#### Passage for review
To stain ... or not to stain

July 1, 1999
Disclosing solution is messy, but it`s consistent and effective. Here`s how the author utilizes the solution while eliminating the mess.

Disclosing solution is messy, but it`s consistent and effective. Here`s how the author utilizes the solution while eliminating the mess.

Janet R. Hagerman, RDH, BS

I can think of plenty of reasons not to use disclosing solution. It can stain and ruin my uniforms, my patient`s clothes, my expensive operatory furniture, my sink, and my countertop. The stuff is just plain messy. I`ve tried it with kids who have not yet learned to swish - total disaster!

So, why am I committed to using disclosing solution on almost all of my patients? It works. It`s consistent and effective. It provides a whole new level of communication by providing what I cannot as a health instructor - a totally unbiased report of my patient`s plaque level. There is a big difference between me telling patients they have this invisible plaque on their teeth, and patients seeing the plaque on their teeth come to bright life in living red color. It also helps me to define their problem areas so we can focus on them together.

I have such great success with disclosing solution that I have, over the years, developed staining techniques that best utilize the solution while eliminating the mess. Here they are:

* Dilute the dye slightly with water. I give my patients a cup containing a small amount of slightly diluted solution (50-50, 10 drips dye) and ask them to rinse carefully and spit it back into the cup. I always give them a paper towel to use as a napkin, which I immediately offer to dispose of when they finish using it. So far, the patient still is in the sitting position.

* Tour the mouth together. As I lower the chair, I explain that the solution helps identify any areas of plaque. I avoid negative and demeaning phrases like "problem areas" or "to help you brush better." Before I look into their mouths, I give patients a hand mirror as I say, "We`re going to take a tour of your mouth together."

* Praise first. Remember when your mom taught you to compliment before you criticize? She was right. I always find areas to compliment. I praise anything that is white. Then, I go on to identify areas of plaque "so we can refine your technique." Typically these areas will be posterior, along the cemento enamel junction, and interproximally. These areas are the perfect lead in to instruction of sulcular brushing and flossing technique.

* Urge caution with home use. I regularly dispense disclosing tablets to my patients for home use. I explain how to use them without making a mess. Tell them it is a dye, so be careful.

* Kids can`t swish! Have you noticed how funny they look? I`ve seen kids keep their mouth still and shake their head. If a kid`s mouth is full of disclosing solution and his or her mouth is not shut tight, watch out! Instead of swishing, I swab a kid`s teeth with a cotton swab soaked in undiluted stain and rinse slightly. Then I show the results to mom and/or the child.

* Other special patients. Sometimes patients who are disabled or geriatric may not be good candidates for staining. Don`t go there. If you feel that they can benefit from hygiene instruction and staining, proceed cautiously. You may find the swab method more effective.

I use disclosing stain with all new patients, all soft-tissue-management patients, and all recare patients until they become plaque-free with no bleeding. I used to think of disclosing as an inconvenient extra procedure. Now that I have developed these techniques, it`s easy and fun. It takes the pressure off of me. I`m not the one pointing the finger. The dye says it all for me. Some of my patients actually like it. They want to see their results and look for their improvement. It feels great to say, "Wow! You`re practically plaque-free. What an improvement. You`re doing great!" What a way to start the day!

#### Supplied information

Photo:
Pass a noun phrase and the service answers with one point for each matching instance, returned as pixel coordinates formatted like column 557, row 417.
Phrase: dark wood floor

#### What you need to do
[1] For the article on disclosing solution, decide whether each statement agrees with it: (a) The author swabs children's teeth with diluted stain. (b) The author regularly hands out disclosing tablets for patients to use at home. (c) The author uses disclosing stain with all new patients. For each, answer yes or no and quote the words of the article that decide it.
[2] Rewrite the article on disclosing solution from "To stain ..." up to and including "- total disaster!", replacing "uniforms" with "scrubs".

#### Outputs for the tasks
[1]
(a) No: "I swab a kid`s teeth with a cotton swab soaked in undiluted stain"
(b) Yes: "I regularly dispense disclosing tablets to my patients for home use."
(c) Yes: "I use disclosing stain with all new patients"

[2]
To stain ... or not to stain

July 1, 1999
Disclosing solution is messy, but it`s consistent and effective. Here`s how the author utilizes the solution while eliminating the mess.

Disclosing solution is messy, but it`s consistent and effective. Here`s how the author utilizes the solution while eliminating the mess.

Janet R. Hagerman, RDH, BS

I can think of plenty of reasons not to use disclosing solution. It can stain and ruin my scrubs, my patient`s clothes, my expensive operatory furniture, my sink, and my countertop. The stuff is just plain messy. I`ve tried it with kids who have not yet learned to swish - total disaster!